[DATA SHOWN Boundary: Start]

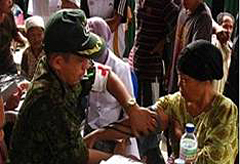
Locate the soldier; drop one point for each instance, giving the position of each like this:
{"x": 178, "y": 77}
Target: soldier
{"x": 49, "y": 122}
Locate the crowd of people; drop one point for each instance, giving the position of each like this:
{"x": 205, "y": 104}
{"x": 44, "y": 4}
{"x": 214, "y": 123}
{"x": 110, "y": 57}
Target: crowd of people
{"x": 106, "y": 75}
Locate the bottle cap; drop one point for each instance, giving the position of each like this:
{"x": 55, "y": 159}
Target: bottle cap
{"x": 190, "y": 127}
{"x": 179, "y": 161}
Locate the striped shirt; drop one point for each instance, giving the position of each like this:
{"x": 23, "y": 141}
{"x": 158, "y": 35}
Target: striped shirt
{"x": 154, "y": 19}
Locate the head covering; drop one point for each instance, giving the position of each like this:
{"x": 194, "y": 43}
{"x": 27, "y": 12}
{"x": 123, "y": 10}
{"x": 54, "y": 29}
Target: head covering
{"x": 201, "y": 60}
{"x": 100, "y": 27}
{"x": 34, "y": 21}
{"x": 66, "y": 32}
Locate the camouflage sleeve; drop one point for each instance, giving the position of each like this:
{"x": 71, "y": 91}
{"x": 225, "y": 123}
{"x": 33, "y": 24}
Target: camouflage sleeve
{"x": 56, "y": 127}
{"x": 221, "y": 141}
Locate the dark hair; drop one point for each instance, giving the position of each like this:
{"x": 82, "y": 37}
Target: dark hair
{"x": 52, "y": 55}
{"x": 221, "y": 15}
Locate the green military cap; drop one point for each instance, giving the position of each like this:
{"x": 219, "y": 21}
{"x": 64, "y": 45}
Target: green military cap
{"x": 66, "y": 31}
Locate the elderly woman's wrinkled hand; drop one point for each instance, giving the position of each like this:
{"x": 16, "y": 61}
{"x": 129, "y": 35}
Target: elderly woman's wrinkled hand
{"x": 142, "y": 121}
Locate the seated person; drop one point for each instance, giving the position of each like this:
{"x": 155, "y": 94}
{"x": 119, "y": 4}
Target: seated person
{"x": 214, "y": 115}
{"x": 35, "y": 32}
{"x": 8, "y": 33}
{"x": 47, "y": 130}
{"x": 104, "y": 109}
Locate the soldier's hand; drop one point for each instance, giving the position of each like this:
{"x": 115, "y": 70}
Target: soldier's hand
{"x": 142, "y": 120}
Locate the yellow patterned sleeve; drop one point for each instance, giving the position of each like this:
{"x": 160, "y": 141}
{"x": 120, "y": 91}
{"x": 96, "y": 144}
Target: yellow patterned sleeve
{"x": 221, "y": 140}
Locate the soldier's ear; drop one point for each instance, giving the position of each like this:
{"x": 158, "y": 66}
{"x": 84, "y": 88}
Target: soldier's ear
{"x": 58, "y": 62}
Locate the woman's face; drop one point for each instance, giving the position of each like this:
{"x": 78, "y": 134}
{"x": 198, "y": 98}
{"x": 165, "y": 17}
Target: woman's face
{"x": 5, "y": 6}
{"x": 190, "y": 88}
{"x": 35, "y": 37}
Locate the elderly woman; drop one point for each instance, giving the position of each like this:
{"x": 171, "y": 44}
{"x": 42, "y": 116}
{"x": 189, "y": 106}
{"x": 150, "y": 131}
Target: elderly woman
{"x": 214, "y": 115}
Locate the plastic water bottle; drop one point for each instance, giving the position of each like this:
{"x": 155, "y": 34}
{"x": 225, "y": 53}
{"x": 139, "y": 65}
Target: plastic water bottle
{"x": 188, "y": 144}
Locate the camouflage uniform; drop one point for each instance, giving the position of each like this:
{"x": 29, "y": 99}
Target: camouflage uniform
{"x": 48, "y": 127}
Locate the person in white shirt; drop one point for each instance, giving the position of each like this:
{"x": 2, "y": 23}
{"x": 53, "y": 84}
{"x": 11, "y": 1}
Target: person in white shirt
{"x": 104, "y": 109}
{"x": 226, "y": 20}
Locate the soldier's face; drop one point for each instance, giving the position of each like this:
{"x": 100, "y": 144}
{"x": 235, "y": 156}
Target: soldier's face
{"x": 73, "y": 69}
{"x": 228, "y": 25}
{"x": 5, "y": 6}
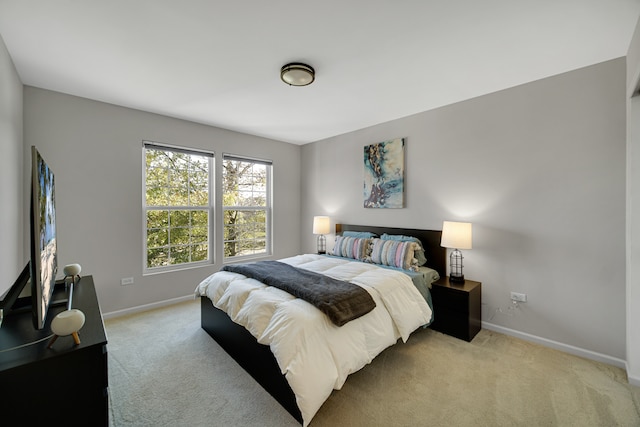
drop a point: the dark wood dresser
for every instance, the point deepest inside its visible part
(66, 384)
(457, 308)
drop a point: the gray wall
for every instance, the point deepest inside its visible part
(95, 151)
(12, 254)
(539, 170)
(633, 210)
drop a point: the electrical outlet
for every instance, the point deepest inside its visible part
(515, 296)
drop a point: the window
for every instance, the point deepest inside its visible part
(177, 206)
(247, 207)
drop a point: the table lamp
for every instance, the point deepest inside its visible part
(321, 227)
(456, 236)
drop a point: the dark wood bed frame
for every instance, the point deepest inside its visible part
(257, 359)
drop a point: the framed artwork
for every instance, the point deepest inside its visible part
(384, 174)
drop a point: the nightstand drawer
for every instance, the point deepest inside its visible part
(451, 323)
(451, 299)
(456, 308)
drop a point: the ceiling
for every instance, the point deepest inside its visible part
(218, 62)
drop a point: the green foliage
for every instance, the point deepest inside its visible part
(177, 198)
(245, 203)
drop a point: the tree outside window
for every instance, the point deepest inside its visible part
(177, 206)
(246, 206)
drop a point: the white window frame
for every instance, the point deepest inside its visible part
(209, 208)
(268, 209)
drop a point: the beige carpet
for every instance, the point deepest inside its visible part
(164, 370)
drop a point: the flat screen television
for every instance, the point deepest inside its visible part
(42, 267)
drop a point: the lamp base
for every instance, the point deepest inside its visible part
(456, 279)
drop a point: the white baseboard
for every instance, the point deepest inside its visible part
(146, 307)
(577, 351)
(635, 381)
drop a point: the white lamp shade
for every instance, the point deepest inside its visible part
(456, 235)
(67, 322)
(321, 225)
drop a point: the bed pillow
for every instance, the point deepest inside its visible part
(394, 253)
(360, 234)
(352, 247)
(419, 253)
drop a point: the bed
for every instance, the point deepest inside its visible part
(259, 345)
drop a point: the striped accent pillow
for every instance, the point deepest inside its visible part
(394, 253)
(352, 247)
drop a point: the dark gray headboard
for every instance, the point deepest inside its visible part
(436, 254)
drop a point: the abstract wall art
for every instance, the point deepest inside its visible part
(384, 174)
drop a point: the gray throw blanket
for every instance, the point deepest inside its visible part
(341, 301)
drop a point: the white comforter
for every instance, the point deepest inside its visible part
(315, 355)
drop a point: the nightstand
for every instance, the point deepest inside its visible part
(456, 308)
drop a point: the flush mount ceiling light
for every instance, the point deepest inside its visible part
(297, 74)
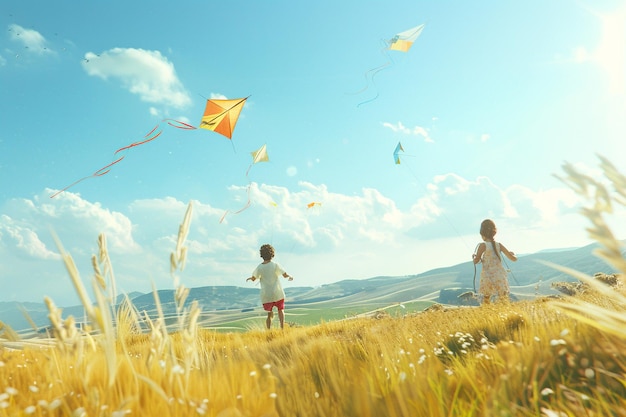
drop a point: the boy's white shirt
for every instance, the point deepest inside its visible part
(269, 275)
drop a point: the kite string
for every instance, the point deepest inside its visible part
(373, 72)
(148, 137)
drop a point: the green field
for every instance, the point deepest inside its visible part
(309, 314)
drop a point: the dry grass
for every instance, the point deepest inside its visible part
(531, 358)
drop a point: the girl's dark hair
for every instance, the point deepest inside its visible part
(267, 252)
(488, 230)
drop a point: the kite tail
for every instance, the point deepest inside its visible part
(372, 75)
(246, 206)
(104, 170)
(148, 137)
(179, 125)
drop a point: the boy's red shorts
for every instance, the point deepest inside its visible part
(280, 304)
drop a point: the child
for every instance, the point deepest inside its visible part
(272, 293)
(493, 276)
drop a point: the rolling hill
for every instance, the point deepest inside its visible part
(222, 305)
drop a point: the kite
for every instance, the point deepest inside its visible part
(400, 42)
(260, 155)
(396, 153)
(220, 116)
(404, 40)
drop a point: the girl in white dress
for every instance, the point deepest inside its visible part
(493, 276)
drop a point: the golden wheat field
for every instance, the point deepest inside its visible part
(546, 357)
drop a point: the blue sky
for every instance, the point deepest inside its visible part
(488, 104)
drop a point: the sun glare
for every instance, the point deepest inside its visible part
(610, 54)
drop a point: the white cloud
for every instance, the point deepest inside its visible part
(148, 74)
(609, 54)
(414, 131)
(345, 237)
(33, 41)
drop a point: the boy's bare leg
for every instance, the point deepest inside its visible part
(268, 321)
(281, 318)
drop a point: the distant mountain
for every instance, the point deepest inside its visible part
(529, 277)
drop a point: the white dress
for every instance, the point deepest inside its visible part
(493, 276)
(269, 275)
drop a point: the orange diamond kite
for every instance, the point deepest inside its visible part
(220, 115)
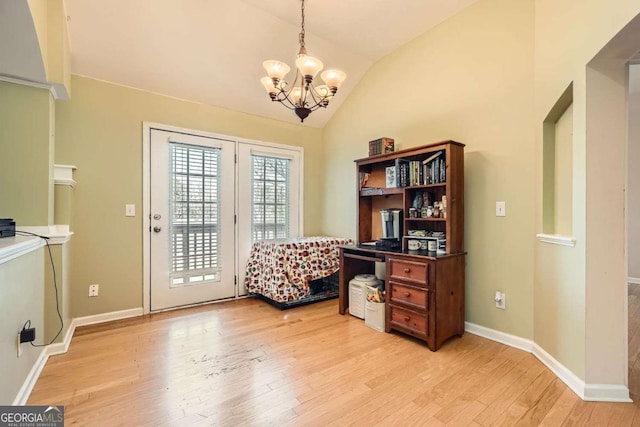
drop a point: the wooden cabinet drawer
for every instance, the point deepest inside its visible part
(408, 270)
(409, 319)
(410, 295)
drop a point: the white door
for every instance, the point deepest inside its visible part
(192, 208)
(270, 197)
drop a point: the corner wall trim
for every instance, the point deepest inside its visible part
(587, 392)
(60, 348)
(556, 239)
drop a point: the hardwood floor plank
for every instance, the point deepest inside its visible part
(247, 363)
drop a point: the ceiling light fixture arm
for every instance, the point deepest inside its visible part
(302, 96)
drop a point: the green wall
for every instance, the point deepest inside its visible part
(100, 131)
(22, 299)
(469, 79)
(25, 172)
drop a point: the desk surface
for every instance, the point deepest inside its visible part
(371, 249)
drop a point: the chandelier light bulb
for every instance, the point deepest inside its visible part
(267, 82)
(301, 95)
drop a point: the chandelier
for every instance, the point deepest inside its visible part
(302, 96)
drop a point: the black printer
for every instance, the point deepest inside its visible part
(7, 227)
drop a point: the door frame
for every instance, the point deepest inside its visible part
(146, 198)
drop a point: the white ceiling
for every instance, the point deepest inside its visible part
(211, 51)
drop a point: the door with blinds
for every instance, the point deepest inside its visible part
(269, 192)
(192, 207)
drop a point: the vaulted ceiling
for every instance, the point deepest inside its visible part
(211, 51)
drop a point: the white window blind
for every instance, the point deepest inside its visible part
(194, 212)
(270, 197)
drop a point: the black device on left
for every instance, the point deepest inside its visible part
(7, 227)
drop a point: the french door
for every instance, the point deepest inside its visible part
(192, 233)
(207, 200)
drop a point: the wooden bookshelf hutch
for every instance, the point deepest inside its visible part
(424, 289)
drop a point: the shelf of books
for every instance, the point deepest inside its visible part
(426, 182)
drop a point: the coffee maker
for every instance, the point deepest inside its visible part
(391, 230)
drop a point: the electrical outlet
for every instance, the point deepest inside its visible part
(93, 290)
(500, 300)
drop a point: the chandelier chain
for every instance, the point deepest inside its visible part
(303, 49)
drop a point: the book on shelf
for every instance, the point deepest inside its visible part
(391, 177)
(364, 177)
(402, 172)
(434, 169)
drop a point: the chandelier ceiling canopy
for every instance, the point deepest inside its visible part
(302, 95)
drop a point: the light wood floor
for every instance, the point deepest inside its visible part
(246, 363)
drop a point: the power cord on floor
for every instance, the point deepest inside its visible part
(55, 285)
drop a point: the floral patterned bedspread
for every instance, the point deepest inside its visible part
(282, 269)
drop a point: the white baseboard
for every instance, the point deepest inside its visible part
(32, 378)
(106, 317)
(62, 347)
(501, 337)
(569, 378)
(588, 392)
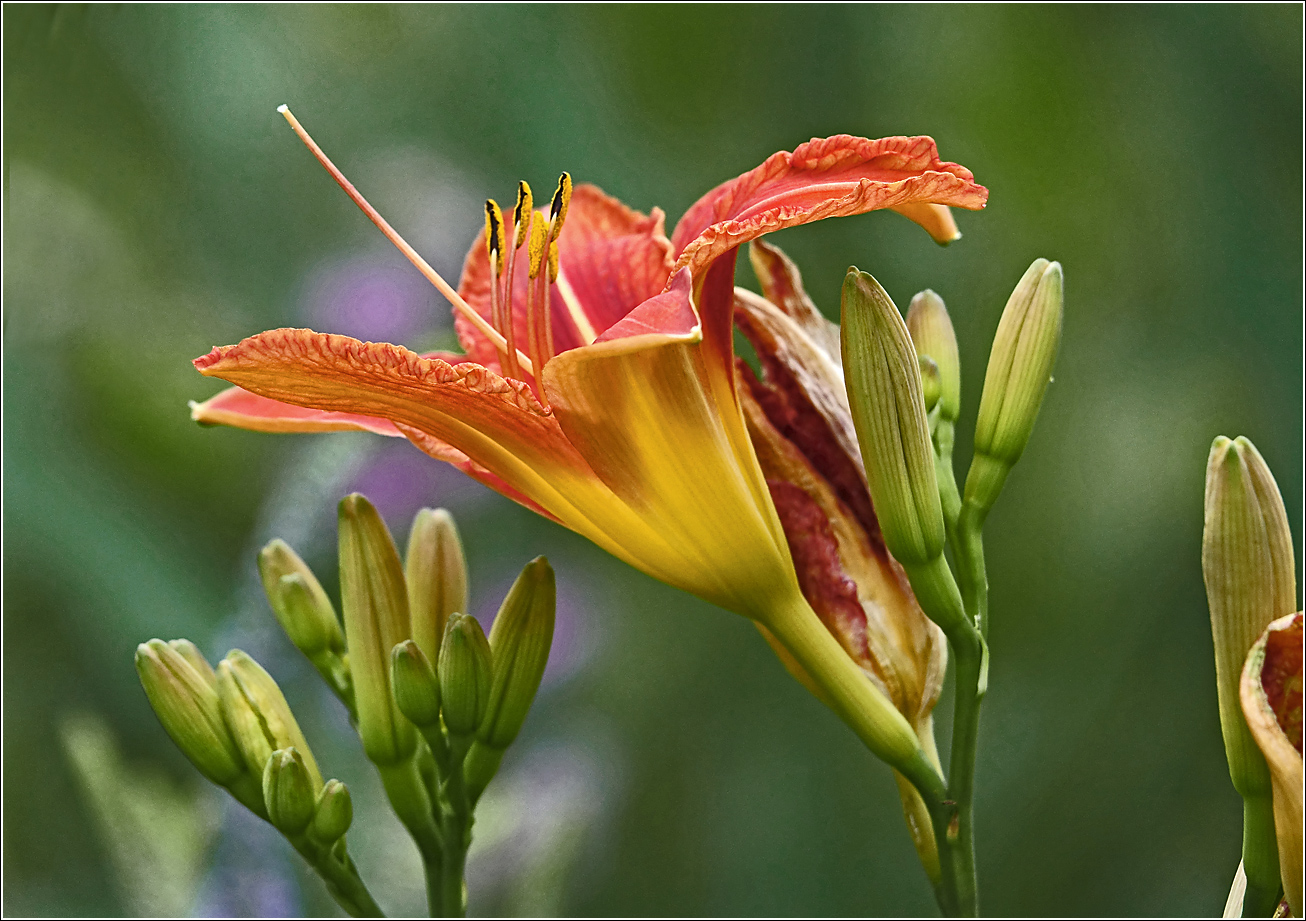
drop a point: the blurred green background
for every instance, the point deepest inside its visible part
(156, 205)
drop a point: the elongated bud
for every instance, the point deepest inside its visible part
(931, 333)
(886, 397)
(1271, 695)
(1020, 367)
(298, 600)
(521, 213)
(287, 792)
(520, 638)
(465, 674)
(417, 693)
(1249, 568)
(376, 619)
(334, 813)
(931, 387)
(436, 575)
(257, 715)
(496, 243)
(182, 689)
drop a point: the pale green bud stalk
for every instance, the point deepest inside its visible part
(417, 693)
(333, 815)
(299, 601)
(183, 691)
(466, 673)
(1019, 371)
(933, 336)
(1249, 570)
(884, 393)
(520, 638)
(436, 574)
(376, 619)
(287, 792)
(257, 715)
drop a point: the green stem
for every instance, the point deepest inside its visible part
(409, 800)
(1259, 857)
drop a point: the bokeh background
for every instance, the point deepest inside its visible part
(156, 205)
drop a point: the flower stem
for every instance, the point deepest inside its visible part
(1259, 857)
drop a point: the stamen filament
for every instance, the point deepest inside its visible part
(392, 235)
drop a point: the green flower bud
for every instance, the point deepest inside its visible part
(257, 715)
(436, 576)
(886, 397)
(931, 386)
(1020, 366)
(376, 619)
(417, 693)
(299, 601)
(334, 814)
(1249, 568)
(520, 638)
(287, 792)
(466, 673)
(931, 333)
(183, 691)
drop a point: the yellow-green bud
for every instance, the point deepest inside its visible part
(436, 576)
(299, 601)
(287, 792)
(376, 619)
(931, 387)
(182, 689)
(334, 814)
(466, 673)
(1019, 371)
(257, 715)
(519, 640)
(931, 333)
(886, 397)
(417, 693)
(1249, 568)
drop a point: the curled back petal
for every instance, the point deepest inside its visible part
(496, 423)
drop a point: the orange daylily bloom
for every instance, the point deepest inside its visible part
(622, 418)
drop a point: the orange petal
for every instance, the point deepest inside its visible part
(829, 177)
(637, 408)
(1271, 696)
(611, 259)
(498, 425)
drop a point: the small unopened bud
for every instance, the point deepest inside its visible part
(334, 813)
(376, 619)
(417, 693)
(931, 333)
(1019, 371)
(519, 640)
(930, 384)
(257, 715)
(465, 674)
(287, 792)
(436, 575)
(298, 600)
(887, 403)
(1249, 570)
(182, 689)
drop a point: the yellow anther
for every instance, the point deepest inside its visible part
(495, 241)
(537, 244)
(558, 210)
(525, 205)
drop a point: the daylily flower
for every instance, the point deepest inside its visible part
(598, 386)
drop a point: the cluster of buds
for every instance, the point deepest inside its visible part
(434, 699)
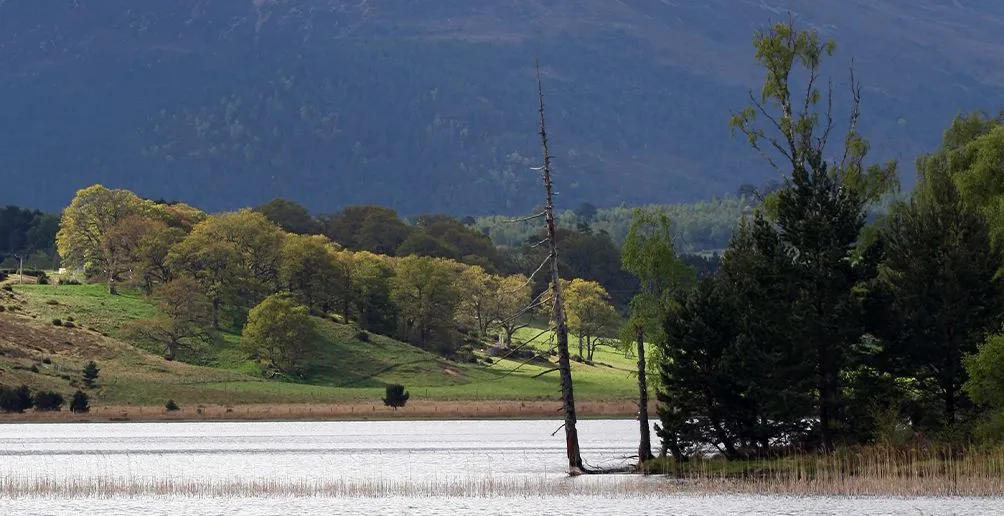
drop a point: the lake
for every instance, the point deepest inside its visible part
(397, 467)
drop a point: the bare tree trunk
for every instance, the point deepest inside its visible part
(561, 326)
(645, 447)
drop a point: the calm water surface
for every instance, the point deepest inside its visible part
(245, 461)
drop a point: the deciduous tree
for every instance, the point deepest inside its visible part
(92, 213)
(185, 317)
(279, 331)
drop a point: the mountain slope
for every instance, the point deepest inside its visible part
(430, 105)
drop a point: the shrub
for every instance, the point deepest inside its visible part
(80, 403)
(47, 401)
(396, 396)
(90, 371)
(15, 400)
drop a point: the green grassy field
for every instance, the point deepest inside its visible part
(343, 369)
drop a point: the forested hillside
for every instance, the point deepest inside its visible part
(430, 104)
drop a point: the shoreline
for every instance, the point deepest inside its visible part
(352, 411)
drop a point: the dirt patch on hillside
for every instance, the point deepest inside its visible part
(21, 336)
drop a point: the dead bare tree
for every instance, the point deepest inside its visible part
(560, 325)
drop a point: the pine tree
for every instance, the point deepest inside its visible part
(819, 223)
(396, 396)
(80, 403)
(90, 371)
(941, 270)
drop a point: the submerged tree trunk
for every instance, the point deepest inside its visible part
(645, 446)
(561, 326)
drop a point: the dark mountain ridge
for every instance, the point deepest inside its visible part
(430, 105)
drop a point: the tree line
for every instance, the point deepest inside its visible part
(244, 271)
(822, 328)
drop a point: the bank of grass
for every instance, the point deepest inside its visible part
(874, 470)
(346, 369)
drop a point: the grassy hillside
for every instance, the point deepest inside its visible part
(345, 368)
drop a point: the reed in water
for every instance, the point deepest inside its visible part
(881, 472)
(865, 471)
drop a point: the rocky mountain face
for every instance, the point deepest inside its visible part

[DATA SHOWN Boundary: End]

WORK TASK: Every line in the records above with the string "mountain" in it should be shown.

WRITTEN ANSWER:
drop a point: the distant mountain
drop a point: the mountain slope
drop a point: the dark mountain ridge
drop a point: the rocky mountain face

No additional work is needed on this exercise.